EXERCISE — Restate the records underneath, keeping each one exactly the same.

[Collected data]
Start of Block
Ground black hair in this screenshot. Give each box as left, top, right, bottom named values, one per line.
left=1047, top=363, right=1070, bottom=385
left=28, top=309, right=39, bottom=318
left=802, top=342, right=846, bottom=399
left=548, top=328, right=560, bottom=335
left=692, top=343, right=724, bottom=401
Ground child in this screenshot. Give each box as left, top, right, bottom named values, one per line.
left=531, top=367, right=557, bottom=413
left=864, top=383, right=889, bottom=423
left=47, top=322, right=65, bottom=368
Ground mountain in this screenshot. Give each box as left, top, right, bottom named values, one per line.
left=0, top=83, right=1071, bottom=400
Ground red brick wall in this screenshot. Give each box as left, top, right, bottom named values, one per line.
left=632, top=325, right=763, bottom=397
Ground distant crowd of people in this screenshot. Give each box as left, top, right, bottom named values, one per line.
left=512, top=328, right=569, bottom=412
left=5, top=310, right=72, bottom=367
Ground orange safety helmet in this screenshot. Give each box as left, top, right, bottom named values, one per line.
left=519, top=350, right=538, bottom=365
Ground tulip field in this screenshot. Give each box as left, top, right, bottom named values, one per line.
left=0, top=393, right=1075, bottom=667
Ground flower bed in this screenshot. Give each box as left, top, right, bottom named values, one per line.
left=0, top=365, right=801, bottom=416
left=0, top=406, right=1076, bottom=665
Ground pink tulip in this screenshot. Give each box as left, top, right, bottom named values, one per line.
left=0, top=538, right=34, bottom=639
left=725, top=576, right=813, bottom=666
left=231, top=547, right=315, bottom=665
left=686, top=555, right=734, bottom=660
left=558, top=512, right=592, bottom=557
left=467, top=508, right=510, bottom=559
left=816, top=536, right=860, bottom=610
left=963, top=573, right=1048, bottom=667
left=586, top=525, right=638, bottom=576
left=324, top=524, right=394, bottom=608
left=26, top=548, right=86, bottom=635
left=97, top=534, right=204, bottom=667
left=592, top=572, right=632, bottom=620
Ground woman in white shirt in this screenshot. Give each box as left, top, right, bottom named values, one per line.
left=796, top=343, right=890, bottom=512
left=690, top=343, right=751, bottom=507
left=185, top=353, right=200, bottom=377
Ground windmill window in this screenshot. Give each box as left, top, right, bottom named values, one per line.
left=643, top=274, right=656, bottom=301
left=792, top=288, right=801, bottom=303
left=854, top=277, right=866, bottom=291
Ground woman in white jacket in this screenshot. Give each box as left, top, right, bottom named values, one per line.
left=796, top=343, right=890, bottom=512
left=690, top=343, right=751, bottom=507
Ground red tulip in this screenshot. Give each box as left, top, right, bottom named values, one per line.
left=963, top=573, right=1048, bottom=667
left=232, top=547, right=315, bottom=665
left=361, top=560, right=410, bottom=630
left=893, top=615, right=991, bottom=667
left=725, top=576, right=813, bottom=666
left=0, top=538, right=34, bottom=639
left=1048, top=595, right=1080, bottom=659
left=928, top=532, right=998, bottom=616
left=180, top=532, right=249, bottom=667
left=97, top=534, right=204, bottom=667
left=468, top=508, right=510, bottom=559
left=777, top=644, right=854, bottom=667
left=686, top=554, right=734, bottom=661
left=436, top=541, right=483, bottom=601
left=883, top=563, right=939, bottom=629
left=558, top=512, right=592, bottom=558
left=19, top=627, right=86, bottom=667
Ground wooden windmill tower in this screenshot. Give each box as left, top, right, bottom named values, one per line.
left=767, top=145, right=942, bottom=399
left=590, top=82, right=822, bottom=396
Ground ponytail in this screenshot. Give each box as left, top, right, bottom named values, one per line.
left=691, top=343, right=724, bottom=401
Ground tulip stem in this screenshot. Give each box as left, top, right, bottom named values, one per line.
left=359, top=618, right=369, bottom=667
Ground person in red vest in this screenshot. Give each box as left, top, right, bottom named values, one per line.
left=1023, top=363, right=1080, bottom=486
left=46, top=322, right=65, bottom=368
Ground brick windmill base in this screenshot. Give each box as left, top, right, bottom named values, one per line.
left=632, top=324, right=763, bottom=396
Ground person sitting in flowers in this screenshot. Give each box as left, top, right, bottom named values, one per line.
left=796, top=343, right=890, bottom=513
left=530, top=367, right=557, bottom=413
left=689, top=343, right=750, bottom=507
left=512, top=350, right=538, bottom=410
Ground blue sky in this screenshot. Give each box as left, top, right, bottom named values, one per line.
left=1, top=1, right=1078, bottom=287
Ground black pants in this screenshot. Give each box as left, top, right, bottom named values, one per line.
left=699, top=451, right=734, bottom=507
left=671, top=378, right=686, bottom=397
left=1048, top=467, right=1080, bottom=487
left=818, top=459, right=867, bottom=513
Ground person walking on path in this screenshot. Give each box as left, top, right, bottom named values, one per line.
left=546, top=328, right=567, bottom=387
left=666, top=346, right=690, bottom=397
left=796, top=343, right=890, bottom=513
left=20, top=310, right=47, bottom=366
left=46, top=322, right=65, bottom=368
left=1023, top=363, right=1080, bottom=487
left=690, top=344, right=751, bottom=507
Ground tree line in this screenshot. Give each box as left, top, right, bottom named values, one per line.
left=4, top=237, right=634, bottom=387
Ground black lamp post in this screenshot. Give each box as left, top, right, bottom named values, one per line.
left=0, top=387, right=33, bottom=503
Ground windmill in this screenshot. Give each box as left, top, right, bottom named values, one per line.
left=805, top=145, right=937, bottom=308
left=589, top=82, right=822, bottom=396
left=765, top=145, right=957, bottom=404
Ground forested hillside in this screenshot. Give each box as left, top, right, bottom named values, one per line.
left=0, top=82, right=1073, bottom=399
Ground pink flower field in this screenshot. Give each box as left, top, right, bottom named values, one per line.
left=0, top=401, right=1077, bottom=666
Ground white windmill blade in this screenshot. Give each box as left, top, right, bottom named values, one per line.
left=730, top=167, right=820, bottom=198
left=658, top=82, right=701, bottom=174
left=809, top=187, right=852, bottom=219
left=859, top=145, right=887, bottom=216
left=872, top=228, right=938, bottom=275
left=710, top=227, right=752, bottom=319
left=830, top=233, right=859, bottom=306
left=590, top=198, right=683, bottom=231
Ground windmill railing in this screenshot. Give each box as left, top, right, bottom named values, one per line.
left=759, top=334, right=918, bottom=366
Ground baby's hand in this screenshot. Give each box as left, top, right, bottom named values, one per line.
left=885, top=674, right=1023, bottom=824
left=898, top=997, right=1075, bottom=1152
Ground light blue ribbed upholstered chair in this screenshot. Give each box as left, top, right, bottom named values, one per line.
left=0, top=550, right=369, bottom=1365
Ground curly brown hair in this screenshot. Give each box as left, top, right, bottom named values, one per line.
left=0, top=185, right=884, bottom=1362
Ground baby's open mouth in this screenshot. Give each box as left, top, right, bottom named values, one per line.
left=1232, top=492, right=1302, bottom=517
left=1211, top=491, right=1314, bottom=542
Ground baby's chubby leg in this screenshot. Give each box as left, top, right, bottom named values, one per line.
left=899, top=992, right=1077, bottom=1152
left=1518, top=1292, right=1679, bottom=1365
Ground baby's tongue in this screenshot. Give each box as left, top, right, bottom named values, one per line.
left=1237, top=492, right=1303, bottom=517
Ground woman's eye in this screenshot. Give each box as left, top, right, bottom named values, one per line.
End of Block
WRITTEN SOLUTION —
Ground black hair in this screenshot. Give each box as left, top, right, bottom named values, one per line.
left=1047, top=363, right=1070, bottom=385
left=28, top=309, right=39, bottom=318
left=802, top=342, right=846, bottom=399
left=548, top=328, right=560, bottom=335
left=692, top=343, right=724, bottom=401
Ground child in this screenshot. Give each box as left, top, right, bottom named values, one per line.
left=531, top=367, right=557, bottom=413
left=864, top=383, right=889, bottom=423
left=47, top=322, right=65, bottom=368
Ground mountain in this screenshot. Give each box as left, top, right, bottom named values, one per line.
left=0, top=83, right=1071, bottom=400
Ground red brick wall in this screenshot. Give each box as left, top, right, bottom named values, one per line.
left=632, top=325, right=763, bottom=397
Ground distant crowd of people in this screenshot. Give each box as left, top, right, bottom named values, one per line.
left=512, top=328, right=569, bottom=412
left=5, top=310, right=72, bottom=367
Ground orange safety helmet in this screenshot. Give each box as left, top, right, bottom named values, one per line.
left=519, top=350, right=538, bottom=365
Ground tulip field in this screenshot. Give each box as left, top, right, bottom named values, one per line.
left=0, top=393, right=1075, bottom=667
Ground flower bed in this screenshot. Give each box as left, top, right, bottom named values, one per line.
left=0, top=365, right=801, bottom=416
left=0, top=406, right=1076, bottom=665
Ground pink tulip in this screenshot. Give each box as left, top, right, bottom named values, one per line.
left=0, top=538, right=34, bottom=639
left=725, top=576, right=813, bottom=666
left=231, top=547, right=315, bottom=665
left=686, top=555, right=734, bottom=660
left=558, top=512, right=592, bottom=557
left=467, top=508, right=510, bottom=559
left=816, top=536, right=860, bottom=610
left=963, top=573, right=1048, bottom=667
left=586, top=525, right=638, bottom=576
left=324, top=524, right=394, bottom=608
left=26, top=548, right=86, bottom=635
left=97, top=534, right=204, bottom=667
left=592, top=572, right=632, bottom=620
Ground woman in white shirt in this screenshot. Give each box as left, top, right, bottom named values, one per line.
left=796, top=343, right=890, bottom=512
left=690, top=343, right=751, bottom=507
left=185, top=353, right=200, bottom=377
Ground windmill window in this screenshot. Give each box as left, top, right, bottom named values, one per line.
left=643, top=274, right=656, bottom=301
left=792, top=288, right=801, bottom=303
left=854, top=277, right=866, bottom=291
Ground woman in white jacket in this screenshot. Give each box as left, top, right, bottom named values, one per line.
left=796, top=343, right=890, bottom=512
left=690, top=343, right=751, bottom=507
Ground red tulip in this screenshot. Give each box as left, top, right, bottom named values, one per line.
left=963, top=573, right=1048, bottom=667
left=232, top=547, right=315, bottom=665
left=361, top=560, right=410, bottom=630
left=893, top=615, right=991, bottom=667
left=725, top=576, right=813, bottom=666
left=0, top=538, right=34, bottom=639
left=1048, top=595, right=1080, bottom=659
left=928, top=532, right=998, bottom=616
left=180, top=532, right=249, bottom=667
left=97, top=534, right=204, bottom=667
left=468, top=508, right=510, bottom=559
left=777, top=644, right=854, bottom=667
left=686, top=554, right=734, bottom=661
left=436, top=541, right=483, bottom=601
left=883, top=563, right=939, bottom=629
left=558, top=512, right=592, bottom=558
left=19, top=627, right=86, bottom=667
Ground wooden windmill tower in this screenshot. Give each box as left, top, right, bottom named values, one per line.
left=767, top=145, right=942, bottom=399
left=590, top=82, right=822, bottom=396
Ground ponytail in this screenshot. Give each box as left, top, right, bottom named values, one per line.
left=691, top=343, right=724, bottom=401
Ground tulip stem in this screenshot. Give each box as left, top, right, bottom named values, one per line.
left=359, top=618, right=369, bottom=667
Ground person in red vest in this screenshot. Give each box as left, top, right, bottom named values, one per line.
left=1023, top=363, right=1080, bottom=486
left=46, top=322, right=65, bottom=368
Ground brick windmill base in this screenshot. Give each box as left, top, right, bottom named values, one per line.
left=632, top=324, right=763, bottom=396
Ground person sitting in flowers in this screenshot. Give each box as left, top, right, bottom named values, one per line.
left=796, top=343, right=890, bottom=513
left=530, top=367, right=557, bottom=413
left=689, top=343, right=750, bottom=507
left=512, top=350, right=538, bottom=410
Ground blue sky in this screenshot. Give each box as left, top, right, bottom named values, one per line.
left=1, top=1, right=1078, bottom=287
Ground black pants in this screenshot. Give each box as left, top, right, bottom named values, one per line.
left=699, top=451, right=734, bottom=507
left=671, top=378, right=686, bottom=397
left=1048, top=467, right=1080, bottom=487
left=818, top=459, right=867, bottom=513
Ground person walking on path in this screenshot. Give each box as left, top, right, bottom named values, one per line.
left=546, top=328, right=567, bottom=387
left=666, top=346, right=690, bottom=397
left=796, top=343, right=890, bottom=513
left=20, top=310, right=47, bottom=366
left=46, top=322, right=65, bottom=368
left=1023, top=363, right=1080, bottom=487
left=690, top=344, right=751, bottom=507
Ground tree line in this screenshot. Give each box as left, top, right, bottom named values, one per line.
left=4, top=237, right=634, bottom=387
Ground black lamp post in this screenshot. Give each box as left, top, right, bottom named values, one per line.
left=0, top=387, right=33, bottom=503
Ground windmill in this screenshot. Give each box as left, top, right, bottom named values, one per line.
left=805, top=145, right=937, bottom=308
left=589, top=82, right=822, bottom=396
left=765, top=145, right=957, bottom=404
Ground forested hillside in this screenshot. Give each box as left, top, right, bottom named values, one per line.
left=0, top=82, right=1073, bottom=399
Ground pink flower field in this screenshot. Give each box as left, top, right, bottom named values, one per line.
left=0, top=401, right=1077, bottom=666
Ground white windmill blade in this screenshot. Give each box as left, top, right, bottom named values, one per line.
left=730, top=167, right=820, bottom=198
left=658, top=82, right=701, bottom=174
left=809, top=187, right=852, bottom=219
left=859, top=145, right=887, bottom=216
left=872, top=228, right=938, bottom=275
left=710, top=227, right=752, bottom=319
left=830, top=233, right=859, bottom=306
left=590, top=198, right=683, bottom=231
Ground windmill railing in this screenshot. Give each box as left, top, right, bottom named values, one per line.
left=759, top=334, right=918, bottom=366
Ground baby's hand in this screenshot. Give each box as left, top, right, bottom named values, one per line.
left=885, top=674, right=1023, bottom=824
left=898, top=997, right=1075, bottom=1152
Ground light blue ribbed upholstered chair in this screenshot. Give each box as left, top, right, bottom named values, one per line.
left=0, top=550, right=369, bottom=1365
Ground curly brown hair in this screenshot. Give each box as left, top, right, bottom named values, one per line.
left=0, top=185, right=884, bottom=1362
Ground baby's open mouth in this screenshot. Give each box as left, top, right, bottom named values, one per line.
left=1232, top=492, right=1302, bottom=517
left=1211, top=491, right=1314, bottom=542
Ground baby's chubby leg in this screenshot. Give each box as left, top, right, bottom named values, one per line.
left=899, top=992, right=1077, bottom=1152
left=1518, top=1292, right=1679, bottom=1365
Ground baby's tongue in this screenshot. Give each box as left, top, right, bottom named values, one per line.
left=1237, top=492, right=1303, bottom=517
Ground woman's eye in this screenshot. Give each box as left, top, right, bottom named values, one per line.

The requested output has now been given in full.